Convert each line of the entries below into a JSON list of strings, with one string per line and blank lines left out.

###

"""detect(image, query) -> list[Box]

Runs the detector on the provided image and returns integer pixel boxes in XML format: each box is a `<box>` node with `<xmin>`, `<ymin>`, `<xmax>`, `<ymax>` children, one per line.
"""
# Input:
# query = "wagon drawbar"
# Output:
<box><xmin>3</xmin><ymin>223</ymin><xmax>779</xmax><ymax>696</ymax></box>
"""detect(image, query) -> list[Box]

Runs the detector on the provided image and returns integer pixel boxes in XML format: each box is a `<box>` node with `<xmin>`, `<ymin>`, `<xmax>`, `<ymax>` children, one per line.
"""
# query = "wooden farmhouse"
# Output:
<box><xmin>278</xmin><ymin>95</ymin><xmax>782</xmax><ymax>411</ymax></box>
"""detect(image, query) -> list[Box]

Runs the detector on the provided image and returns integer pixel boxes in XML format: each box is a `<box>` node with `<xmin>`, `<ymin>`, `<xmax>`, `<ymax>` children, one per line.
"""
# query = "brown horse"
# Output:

###

• _The solution_
[
  "\"\"\"detect(image, query) -> list[Box]",
  "Runs the detector on the provided image and returns integer pixel boxes in XML format: each box is a `<box>` node with `<xmin>`, `<ymin>`, `<xmax>`, `<ymax>` children, one per line.",
  "\"\"\"",
  "# Input:",
  "# query = \"wagon drawbar\"",
  "# Output:",
  "<box><xmin>3</xmin><ymin>223</ymin><xmax>779</xmax><ymax>696</ymax></box>",
  "\"\"\"detect(image, query) -> list[Box]",
  "Runs the detector on the provided image and returns integer pixel boxes in XML format: each box is a `<box>` node with `<xmin>`, `<ymin>`, `<xmax>`, `<ymax>` children, one per line.",
  "\"\"\"",
  "# query = \"wooden farmhouse\"",
  "# Output:",
  "<box><xmin>278</xmin><ymin>95</ymin><xmax>782</xmax><ymax>411</ymax></box>",
  "\"\"\"detect(image, query) -> list[Box]",
  "Runs the detector on the provided image and returns integer pixel boxes in XML format: each box is a `<box>` node with `<xmin>`, `<ymin>`, `<xmax>`, `<ymax>` children, one per line.",
  "\"\"\"",
  "# query = \"brown horse\"",
  "# Output:"
]